** Start of Data shown **

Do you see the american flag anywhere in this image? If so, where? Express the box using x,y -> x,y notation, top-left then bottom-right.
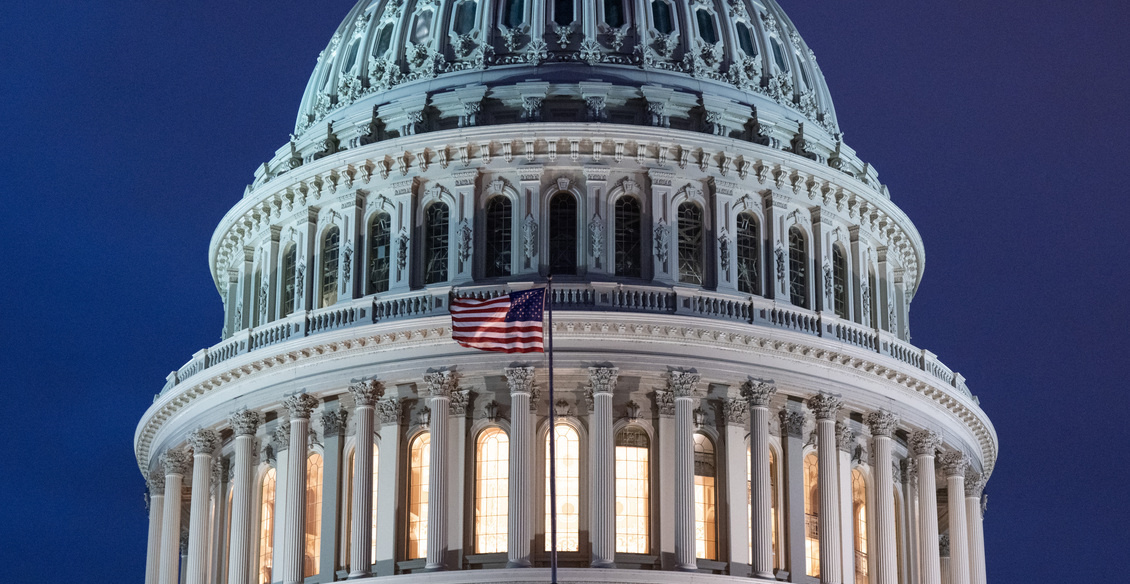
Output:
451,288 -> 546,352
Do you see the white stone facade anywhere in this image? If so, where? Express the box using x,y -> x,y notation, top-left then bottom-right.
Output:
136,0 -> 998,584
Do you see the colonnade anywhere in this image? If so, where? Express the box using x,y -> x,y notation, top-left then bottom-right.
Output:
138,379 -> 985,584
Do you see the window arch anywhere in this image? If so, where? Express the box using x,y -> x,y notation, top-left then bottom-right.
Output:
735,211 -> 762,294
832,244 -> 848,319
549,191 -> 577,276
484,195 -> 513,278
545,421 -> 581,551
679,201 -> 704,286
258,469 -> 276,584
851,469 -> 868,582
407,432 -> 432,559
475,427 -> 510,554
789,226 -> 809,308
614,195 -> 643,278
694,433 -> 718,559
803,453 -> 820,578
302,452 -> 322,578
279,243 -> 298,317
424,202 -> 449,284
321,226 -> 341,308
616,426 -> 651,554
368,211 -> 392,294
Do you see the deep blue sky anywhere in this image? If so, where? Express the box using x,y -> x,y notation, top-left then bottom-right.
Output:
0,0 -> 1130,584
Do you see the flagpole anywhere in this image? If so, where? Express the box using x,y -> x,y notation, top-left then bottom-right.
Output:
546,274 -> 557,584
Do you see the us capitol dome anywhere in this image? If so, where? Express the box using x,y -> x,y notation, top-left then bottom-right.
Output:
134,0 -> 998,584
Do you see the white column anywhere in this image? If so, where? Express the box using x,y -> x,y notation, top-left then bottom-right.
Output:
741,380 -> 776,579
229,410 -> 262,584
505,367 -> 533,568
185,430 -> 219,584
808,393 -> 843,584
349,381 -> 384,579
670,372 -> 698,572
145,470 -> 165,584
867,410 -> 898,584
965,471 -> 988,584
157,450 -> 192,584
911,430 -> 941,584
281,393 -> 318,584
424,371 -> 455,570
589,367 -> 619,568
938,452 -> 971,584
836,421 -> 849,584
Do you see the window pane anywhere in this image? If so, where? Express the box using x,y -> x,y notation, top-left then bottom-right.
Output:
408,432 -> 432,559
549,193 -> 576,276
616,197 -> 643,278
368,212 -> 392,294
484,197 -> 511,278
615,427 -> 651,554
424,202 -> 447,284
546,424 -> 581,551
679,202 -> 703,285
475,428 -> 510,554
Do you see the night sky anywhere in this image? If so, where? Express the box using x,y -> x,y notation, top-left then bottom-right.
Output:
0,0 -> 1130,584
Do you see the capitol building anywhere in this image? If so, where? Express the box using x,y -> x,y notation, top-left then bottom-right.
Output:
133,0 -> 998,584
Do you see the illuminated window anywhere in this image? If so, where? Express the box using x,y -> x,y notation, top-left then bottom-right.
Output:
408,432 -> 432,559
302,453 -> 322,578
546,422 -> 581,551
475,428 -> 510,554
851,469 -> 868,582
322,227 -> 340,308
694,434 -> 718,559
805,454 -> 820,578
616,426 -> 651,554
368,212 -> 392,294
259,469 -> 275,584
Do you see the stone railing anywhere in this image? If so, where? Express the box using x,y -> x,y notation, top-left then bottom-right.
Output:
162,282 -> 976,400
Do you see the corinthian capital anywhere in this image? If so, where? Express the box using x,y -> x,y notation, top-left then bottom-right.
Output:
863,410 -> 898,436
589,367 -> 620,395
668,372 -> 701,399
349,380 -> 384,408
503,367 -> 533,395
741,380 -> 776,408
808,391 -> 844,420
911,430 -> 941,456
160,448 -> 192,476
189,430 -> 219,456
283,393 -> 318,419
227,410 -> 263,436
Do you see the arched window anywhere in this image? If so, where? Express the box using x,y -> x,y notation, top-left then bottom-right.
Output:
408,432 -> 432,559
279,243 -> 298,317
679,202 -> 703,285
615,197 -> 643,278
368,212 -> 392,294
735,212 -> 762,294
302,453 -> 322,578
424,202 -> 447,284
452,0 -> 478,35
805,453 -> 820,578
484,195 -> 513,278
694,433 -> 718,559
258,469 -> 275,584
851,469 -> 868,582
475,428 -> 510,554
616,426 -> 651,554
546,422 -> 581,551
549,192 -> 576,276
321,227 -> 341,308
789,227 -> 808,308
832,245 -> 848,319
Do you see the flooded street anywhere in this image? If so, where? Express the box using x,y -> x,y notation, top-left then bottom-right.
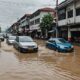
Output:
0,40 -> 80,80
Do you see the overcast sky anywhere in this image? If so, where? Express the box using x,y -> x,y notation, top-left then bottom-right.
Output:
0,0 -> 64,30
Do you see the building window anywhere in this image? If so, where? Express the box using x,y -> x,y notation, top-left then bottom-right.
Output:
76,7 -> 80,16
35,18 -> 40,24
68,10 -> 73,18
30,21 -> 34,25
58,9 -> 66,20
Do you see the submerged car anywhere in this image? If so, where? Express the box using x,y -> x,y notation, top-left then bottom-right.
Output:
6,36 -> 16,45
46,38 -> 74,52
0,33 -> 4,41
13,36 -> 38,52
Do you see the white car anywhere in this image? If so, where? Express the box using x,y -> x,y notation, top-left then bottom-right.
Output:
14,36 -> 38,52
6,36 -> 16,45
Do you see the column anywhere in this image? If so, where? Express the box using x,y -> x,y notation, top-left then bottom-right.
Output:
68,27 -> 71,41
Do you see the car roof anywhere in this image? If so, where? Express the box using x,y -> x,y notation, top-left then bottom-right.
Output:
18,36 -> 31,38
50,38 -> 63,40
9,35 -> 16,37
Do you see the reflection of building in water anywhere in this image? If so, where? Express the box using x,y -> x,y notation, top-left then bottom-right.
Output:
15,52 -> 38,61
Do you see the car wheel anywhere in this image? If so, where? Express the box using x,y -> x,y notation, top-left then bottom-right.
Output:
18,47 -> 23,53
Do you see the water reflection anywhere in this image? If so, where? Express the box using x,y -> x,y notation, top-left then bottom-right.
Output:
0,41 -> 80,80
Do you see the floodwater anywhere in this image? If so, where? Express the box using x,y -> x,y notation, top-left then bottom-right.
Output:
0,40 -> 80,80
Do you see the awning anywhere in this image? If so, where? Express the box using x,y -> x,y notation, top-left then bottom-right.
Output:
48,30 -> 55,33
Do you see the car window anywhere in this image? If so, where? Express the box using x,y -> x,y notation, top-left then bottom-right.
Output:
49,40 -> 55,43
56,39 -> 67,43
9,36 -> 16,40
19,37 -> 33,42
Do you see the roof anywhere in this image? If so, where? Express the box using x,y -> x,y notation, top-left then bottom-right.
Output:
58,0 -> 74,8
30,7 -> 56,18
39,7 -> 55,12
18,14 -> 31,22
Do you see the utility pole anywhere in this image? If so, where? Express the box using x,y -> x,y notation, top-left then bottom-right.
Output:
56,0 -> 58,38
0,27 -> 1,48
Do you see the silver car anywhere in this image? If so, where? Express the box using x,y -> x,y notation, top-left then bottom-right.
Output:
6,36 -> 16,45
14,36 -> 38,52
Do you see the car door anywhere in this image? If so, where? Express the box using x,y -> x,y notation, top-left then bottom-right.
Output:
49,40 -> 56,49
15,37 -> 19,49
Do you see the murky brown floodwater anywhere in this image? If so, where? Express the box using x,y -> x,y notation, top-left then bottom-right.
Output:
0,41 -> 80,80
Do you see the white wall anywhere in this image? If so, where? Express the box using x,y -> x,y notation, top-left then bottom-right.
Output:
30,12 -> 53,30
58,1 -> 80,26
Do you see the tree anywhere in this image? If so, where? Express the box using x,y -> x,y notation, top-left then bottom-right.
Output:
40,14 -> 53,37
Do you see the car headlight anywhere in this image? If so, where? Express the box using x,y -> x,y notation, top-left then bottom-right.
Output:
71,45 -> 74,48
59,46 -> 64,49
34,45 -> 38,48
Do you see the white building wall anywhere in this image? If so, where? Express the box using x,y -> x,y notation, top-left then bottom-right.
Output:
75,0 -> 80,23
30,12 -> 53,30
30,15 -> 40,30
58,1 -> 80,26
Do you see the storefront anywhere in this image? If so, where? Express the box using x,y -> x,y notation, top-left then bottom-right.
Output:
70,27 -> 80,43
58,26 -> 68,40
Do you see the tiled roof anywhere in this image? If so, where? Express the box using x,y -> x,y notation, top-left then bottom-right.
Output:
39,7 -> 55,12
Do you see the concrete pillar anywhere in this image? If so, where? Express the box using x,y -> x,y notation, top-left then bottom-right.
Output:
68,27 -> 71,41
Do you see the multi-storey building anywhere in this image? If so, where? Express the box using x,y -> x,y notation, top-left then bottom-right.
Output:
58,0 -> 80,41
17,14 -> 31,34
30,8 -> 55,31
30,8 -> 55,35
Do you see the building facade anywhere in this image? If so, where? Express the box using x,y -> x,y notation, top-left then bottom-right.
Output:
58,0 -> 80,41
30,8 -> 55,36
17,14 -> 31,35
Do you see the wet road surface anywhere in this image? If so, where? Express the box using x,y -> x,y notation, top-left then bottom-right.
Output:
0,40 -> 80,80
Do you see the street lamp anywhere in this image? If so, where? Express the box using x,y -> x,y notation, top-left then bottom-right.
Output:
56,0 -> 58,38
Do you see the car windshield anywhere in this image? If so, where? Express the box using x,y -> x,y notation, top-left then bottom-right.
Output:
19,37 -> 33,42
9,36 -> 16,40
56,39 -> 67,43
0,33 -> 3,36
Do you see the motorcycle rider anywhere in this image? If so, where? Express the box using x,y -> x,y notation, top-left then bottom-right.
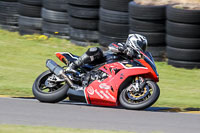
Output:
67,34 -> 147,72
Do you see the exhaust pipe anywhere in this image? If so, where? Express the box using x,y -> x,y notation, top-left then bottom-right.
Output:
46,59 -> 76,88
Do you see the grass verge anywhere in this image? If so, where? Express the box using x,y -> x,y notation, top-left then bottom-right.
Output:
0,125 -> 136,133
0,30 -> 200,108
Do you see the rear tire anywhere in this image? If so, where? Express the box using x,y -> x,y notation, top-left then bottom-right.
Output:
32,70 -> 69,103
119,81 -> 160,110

** End of Data shown **

▸ **Task objective**
Reproduce the data starting with the line containing "Do you see the colonnade" and going on through the line containing "138,379 -> 985,584", both ends included. Swap "colonnade" for "portico" and leave everything else unchanged.

▸ **Task answer**
Do you see the portico anywhere in this image? If so, where? Express the box using x,y -> x,y notation, top-left then bottom-right.
Output:
138,379 -> 985,584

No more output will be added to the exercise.